Supplied data:
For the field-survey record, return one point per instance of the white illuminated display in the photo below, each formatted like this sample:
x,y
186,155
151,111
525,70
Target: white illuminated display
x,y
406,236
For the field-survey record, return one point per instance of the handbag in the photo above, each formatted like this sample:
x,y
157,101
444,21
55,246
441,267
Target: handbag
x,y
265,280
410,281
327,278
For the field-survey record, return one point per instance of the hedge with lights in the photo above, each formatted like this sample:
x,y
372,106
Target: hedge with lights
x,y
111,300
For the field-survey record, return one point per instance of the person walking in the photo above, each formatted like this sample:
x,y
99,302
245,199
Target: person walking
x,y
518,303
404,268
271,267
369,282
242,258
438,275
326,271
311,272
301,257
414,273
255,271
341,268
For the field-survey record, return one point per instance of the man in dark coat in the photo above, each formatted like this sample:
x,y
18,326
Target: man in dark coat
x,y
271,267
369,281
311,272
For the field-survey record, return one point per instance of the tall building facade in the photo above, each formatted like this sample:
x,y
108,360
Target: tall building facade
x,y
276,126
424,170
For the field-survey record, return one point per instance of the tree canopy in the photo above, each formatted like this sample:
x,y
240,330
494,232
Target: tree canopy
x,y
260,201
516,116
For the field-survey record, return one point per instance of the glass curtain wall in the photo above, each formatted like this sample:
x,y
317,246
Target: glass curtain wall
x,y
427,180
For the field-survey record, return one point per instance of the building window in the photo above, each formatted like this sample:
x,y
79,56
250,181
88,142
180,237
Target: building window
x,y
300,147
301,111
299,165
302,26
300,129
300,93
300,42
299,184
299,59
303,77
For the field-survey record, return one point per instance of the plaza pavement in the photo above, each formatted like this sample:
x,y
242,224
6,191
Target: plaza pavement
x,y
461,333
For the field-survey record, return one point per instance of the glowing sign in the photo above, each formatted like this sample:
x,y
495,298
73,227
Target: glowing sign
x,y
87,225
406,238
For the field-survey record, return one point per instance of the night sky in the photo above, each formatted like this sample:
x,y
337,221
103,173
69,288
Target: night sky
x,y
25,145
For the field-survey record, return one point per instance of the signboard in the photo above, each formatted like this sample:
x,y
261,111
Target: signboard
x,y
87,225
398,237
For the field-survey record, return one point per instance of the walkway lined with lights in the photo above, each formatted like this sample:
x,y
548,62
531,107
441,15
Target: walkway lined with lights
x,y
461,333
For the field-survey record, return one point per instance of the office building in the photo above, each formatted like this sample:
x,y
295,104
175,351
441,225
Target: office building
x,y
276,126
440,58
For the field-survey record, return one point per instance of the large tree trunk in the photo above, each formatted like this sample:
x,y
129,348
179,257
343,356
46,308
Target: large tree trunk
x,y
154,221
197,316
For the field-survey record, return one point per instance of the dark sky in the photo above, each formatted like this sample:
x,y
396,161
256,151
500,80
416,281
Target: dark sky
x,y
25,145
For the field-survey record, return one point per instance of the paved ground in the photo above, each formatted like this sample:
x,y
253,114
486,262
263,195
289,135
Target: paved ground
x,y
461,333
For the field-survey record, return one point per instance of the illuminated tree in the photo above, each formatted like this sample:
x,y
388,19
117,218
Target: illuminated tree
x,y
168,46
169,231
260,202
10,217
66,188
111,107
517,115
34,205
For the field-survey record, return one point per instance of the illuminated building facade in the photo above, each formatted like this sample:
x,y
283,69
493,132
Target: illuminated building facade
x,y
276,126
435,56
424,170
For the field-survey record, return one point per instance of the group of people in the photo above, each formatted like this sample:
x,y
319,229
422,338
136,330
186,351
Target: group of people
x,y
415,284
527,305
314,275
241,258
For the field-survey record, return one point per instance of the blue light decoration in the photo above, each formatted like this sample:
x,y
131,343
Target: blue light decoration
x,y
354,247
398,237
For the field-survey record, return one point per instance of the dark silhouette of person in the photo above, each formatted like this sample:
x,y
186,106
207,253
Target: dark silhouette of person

Job:
Can you print all of the entries above word for word, keeping every line as it is?

Complete output:
For the field-survey record, return one point per instance of the white illuminated display in the photo below, each formatted like this sample:
x,y
186,155
151,111
525,70
Target: white illuminated display
x,y
406,236
For the field-survey record, return one point per instance of the handbag in the photo above, each formatted like this sample:
x,y
157,101
444,21
55,246
441,267
Target: handbag
x,y
265,280
410,281
327,278
For the field-survey record, return one point per instance of the hedge with lights in the photo above, each formatted like this sample:
x,y
372,106
Target: hedge with lights
x,y
111,300
For the field-survey record, return one point per instance of the person walking in the photo above, each formatted like this sample:
x,y
99,302
245,199
Target: person walking
x,y
518,303
404,268
271,267
369,282
242,258
438,275
326,271
311,272
301,257
414,273
255,271
341,268
For the field-survey record, return one point per instance of the man in dark coat in the photo above, each formatted like this sample:
x,y
18,326
Target: man in dark coat
x,y
271,267
369,281
311,272
For the field-survey record, return one point per instance of the tall building facade in the photo above, each formatted like this sample:
x,y
108,360
Target: tall building facade
x,y
276,126
424,170
For the field-survey record, return one point per instance of the tree canopy in the photo above, each formatted like this sample:
x,y
240,330
494,232
Target: tree canopy
x,y
260,201
516,116
For the field-survey record, return one point per instance of the glass curtain wall in the photo above, each formatted like this sample:
x,y
317,246
Target: glass curtain wall
x,y
427,180
For the field-survey record, return one point per instance of the building window in the photo above, each formatted like this sample:
x,y
79,56
250,181
88,142
180,237
Target: building window
x,y
300,147
301,111
299,165
302,26
300,129
300,93
300,42
299,184
299,59
303,77
For the field-survey record, return one point per instance of the plaza pavement in the photo above, each formatted like this sample:
x,y
242,224
6,191
Target: plaza pavement
x,y
461,333
For the field-survey record, return one point per instance of the glowing sign in the photo above, each formatted like this sample:
x,y
495,298
73,227
Target: glowing sign
x,y
87,225
406,238
For the field-survey record, return one point per instance of the night sky in the photo above, each formatted like this sample:
x,y
337,221
103,173
69,288
Target: night sky
x,y
25,145
For the field-survey record, return one point per instance of the signboard in the photo above, each formatted like this sample:
x,y
261,111
Target: signboard
x,y
87,225
398,237
For the field-survey record, return one point per instance of the walkway lined with lights in the photo above, each formatted like this sample:
x,y
548,62
531,107
441,15
Target: walkway lined with lights
x,y
461,333
For the field-survey record, return one point per instance of the office building in the photo above, each formatted like this sample:
x,y
295,104
175,351
441,225
Target: office building
x,y
276,126
440,58
For the field-survey record, return one point per instance of the large tree trunk in the photo above, each formatted like this sample:
x,y
129,348
179,257
343,356
46,308
Target: large tree trunk
x,y
154,221
197,316
For the field-survey record, return one point per instance of the dark sky in the photo above, each formatted like this sample:
x,y
396,161
256,151
500,80
416,281
Target: dark sky
x,y
25,145
For the field-survey record, return one point per instance of the paved ground in the photo above, each formatted like this sample:
x,y
253,114
486,262
263,195
289,135
Target: paved ground
x,y
461,333
For the field-survey record, return one point per instance of the illuminated tree in the photo above, each formatted like this sample:
x,y
388,19
117,218
Target: illuminated tree
x,y
168,46
169,231
260,202
10,217
66,188
111,107
517,115
34,205
For the field-survey record, return one point per instance of the illuminated building facade in the photo above, each formatted like this sample:
x,y
283,69
493,132
Target: illuminated building facade
x,y
276,126
435,56
424,170
For the field-survey record, return one point per instance of the group of people in the photo above, each formatted like this sample:
x,y
319,229
422,338
136,330
186,351
Target: group of people
x,y
415,284
527,305
314,275
241,258
For the field-survey record, return one point per instance of the blue light decoration in the photo above, each formatted like this sample:
x,y
131,343
Target: blue light decoration
x,y
354,247
398,237
For the field-survey record, return one point per instance of the dark silhouette of person in the photo above, each formatted like this sample:
x,y
186,106
207,253
Target: dark silhouette of person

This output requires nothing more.